* What this task involves *
Copy exactly. Include the line containing "For this drill the class indicates the vertical", every line after it, and the last line below, but no pictures.

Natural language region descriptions

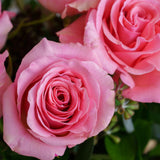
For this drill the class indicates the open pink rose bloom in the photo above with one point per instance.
(129, 30)
(60, 97)
(69, 7)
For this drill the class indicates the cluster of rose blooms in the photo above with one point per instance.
(63, 93)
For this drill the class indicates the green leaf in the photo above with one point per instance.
(143, 133)
(85, 150)
(125, 150)
(155, 151)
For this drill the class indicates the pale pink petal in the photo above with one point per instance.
(74, 32)
(18, 138)
(4, 78)
(5, 27)
(147, 88)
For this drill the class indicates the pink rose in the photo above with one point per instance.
(130, 32)
(59, 98)
(4, 78)
(5, 26)
(69, 7)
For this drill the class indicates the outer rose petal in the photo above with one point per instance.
(34, 122)
(18, 138)
(69, 7)
(4, 78)
(146, 88)
(74, 32)
(127, 32)
(5, 27)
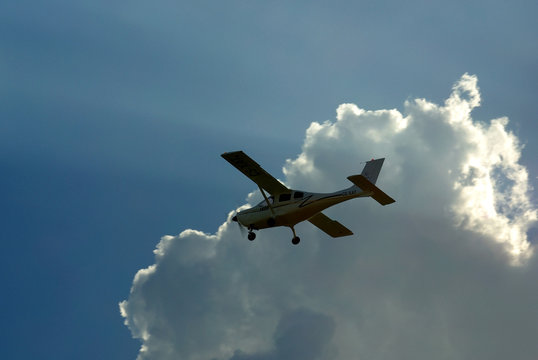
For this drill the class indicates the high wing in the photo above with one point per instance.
(329, 226)
(255, 172)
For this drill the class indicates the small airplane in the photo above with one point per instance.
(287, 207)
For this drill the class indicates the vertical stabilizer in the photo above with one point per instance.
(371, 169)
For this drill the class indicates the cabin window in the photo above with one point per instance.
(284, 197)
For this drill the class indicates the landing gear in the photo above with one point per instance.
(295, 239)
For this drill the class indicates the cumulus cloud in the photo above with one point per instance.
(446, 272)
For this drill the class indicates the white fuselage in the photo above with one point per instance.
(290, 209)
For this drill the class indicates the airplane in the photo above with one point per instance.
(288, 207)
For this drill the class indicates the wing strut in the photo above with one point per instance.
(267, 200)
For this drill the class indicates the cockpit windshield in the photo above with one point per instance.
(264, 203)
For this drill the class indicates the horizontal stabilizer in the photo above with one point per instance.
(329, 226)
(378, 195)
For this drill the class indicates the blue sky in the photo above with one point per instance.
(113, 116)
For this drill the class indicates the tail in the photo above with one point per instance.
(371, 169)
(367, 179)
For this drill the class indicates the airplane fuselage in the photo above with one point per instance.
(290, 209)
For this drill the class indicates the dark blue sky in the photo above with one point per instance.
(113, 116)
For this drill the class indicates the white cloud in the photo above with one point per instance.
(446, 272)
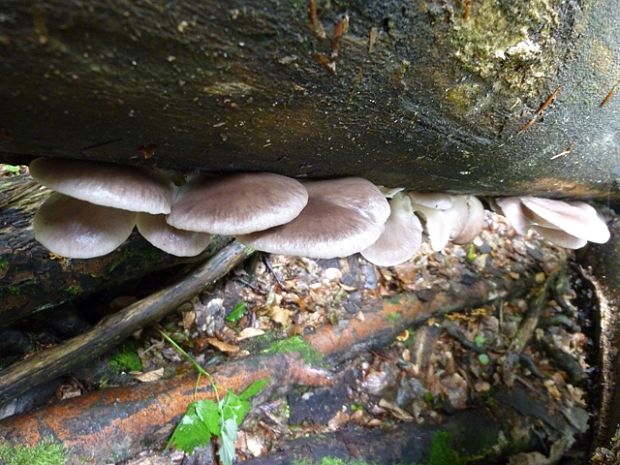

* Result *
For this drill the class indicates the vertical stabilizer in the photo above with one point per instance.
(371, 169)
For this drill the class indicates the cabin window in the photo above with one point per instance.
(284, 197)
For this drill the class indicates the landing gear in the photo above with one point per instance.
(295, 239)
For this drill the class indicates the cumulus cloud in the photo above with one point per instance.
(446, 272)
For this drill the class indicates the white fuselage in the photo above with one point per instance.
(290, 209)
For this drill the class indicates the airplane in the photo above with one point per instance.
(288, 207)
For this drill the class indicates the wing strut in the photo above with one point per instance.
(267, 200)
For this drill the class indicates the cockpit windshield in the photo above with one point per instance.
(264, 203)
For this drill the class indicates the horizontal stabilizer in the photo above with one point per instance.
(329, 226)
(378, 195)
For this drill the class indicates the blue sky in the photo above with one point per instance.
(113, 116)
For this drill the class indicates the tail in the photo above with one point per instance.
(371, 169)
(367, 179)
For this drill the class indicates the airplane fuselage in the photo above with one point per instance.
(290, 209)
For this drill the class indicates the dark blue sky in the photo above with one point per instance.
(113, 116)
For this drill the class indicates the white cloud in the photo above with one point per instance.
(446, 272)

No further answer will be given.